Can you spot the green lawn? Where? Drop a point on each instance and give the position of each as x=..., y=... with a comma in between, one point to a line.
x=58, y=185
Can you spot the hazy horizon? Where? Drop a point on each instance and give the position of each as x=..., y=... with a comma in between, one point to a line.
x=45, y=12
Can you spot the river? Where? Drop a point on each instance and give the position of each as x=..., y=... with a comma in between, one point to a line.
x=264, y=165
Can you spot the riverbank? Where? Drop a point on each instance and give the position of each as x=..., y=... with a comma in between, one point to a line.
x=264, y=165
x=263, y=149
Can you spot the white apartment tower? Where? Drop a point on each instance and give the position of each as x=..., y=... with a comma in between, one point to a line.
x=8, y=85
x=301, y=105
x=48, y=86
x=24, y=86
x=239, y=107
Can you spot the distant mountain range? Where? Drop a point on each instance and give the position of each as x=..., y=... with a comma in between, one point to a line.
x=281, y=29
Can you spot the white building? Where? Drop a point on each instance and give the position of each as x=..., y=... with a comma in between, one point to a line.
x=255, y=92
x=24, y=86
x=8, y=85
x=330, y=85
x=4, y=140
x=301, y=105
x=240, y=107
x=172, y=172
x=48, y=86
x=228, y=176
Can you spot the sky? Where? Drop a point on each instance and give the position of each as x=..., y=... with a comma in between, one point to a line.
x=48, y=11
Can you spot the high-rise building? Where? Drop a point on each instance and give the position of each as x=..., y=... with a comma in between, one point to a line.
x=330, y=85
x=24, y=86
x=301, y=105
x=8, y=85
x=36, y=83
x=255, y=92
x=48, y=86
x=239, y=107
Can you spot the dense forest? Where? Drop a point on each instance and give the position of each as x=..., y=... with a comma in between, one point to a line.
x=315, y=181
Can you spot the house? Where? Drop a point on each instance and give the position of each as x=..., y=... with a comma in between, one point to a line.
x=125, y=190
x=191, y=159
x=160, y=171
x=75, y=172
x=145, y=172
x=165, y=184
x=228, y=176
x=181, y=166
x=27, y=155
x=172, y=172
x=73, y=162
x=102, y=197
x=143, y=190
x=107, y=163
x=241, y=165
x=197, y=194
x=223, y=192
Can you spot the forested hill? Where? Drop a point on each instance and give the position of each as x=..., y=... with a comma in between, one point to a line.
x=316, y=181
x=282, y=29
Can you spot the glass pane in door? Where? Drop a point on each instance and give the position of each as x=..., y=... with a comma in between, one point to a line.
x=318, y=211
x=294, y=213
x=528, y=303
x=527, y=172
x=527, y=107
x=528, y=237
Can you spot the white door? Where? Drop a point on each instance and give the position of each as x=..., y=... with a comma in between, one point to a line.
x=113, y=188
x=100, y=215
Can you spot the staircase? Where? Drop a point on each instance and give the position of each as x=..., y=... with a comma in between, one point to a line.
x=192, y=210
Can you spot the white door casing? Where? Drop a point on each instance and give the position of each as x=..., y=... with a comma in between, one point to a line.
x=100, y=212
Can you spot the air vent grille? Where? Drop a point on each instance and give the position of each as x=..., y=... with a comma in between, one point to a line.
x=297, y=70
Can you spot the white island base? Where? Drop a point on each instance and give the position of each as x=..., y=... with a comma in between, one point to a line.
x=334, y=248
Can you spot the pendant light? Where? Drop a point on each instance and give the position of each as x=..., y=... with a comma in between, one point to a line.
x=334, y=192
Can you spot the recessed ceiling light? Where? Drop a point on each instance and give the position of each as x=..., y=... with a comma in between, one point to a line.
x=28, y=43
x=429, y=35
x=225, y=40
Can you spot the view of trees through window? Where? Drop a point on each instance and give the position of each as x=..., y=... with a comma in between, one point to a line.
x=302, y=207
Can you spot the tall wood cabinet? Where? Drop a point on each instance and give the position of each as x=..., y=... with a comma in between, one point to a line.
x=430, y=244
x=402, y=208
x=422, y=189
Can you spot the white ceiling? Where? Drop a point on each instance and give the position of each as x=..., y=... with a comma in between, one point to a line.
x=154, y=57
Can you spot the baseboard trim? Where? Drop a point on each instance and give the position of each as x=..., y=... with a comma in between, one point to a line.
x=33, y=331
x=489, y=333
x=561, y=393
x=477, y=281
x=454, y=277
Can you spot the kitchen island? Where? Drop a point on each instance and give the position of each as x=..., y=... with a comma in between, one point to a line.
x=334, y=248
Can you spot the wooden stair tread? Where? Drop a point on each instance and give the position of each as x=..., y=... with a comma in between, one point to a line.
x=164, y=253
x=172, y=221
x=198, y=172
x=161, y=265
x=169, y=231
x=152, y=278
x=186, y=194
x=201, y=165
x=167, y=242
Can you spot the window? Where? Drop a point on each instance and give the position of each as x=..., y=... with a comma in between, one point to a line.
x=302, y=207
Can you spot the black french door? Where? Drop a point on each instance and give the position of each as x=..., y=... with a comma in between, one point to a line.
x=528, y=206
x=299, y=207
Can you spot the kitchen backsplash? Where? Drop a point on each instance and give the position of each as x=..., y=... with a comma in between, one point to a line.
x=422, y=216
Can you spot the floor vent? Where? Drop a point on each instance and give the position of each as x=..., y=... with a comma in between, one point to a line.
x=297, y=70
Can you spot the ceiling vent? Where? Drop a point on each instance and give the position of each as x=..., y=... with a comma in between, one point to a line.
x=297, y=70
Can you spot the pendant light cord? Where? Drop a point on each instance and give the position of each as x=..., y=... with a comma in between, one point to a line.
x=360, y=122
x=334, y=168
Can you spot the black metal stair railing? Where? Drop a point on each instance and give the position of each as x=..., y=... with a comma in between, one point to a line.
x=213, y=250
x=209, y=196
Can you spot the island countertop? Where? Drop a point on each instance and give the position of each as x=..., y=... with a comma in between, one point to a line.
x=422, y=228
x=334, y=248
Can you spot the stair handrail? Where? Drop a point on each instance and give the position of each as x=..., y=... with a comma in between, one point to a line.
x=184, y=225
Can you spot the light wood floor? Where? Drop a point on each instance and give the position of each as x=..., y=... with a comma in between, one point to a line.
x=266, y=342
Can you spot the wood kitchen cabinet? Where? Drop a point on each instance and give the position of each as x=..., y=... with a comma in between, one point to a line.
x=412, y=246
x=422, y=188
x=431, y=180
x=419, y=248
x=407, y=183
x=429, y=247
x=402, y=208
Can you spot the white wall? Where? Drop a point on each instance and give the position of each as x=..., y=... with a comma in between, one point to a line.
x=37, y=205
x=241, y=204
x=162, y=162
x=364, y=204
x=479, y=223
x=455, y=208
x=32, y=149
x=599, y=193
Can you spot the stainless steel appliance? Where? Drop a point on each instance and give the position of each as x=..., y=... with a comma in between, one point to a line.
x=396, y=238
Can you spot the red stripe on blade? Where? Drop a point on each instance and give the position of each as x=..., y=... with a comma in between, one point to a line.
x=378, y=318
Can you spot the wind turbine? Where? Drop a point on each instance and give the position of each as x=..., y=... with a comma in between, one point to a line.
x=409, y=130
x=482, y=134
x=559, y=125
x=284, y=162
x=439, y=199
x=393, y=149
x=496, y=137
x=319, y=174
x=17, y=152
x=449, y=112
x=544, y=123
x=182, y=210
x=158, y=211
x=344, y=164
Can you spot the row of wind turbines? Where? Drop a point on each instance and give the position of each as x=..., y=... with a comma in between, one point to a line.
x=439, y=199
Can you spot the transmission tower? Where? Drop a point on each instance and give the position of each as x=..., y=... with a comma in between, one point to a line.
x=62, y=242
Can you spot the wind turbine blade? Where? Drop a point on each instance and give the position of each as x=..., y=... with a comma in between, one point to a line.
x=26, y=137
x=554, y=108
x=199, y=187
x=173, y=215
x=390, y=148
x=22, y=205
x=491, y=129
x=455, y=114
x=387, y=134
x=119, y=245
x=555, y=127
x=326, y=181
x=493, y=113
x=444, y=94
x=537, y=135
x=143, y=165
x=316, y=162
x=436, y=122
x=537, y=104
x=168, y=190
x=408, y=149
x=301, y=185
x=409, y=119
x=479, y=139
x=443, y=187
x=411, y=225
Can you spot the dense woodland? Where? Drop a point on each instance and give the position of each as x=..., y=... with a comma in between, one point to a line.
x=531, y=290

#####

### DIRECTIVE
Rewrite the rows in the stretch from the line containing "Can you spot the transmission" through the line containing "x=62, y=242", substituting "power pylon" for "transmission tower" and leaving everything else unchanged.

### EXERCISE RESPONSE
Can you spot the power pylon? Where? Drop a point on each instance and give the position of each as x=..., y=... with a comma in between, one point to a line.
x=62, y=242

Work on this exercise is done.